• **THE TASK**
Only the text of the records belongs in the answer, copied exactly, with every picture omitted.

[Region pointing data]
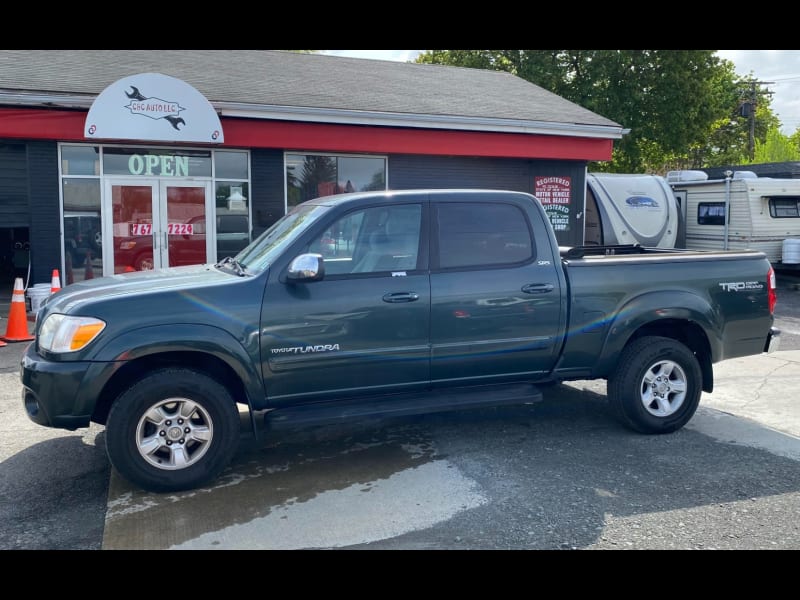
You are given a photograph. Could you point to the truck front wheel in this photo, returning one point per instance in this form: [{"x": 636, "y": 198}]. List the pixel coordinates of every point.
[
  {"x": 656, "y": 386},
  {"x": 175, "y": 429}
]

• **ANSWER SECTION**
You are given a photograph. Could you point to the truck front wheel in this photo, returning one point per instance in this form: [{"x": 636, "y": 198}]. List the pixel coordinates of every point.
[
  {"x": 656, "y": 386},
  {"x": 175, "y": 429}
]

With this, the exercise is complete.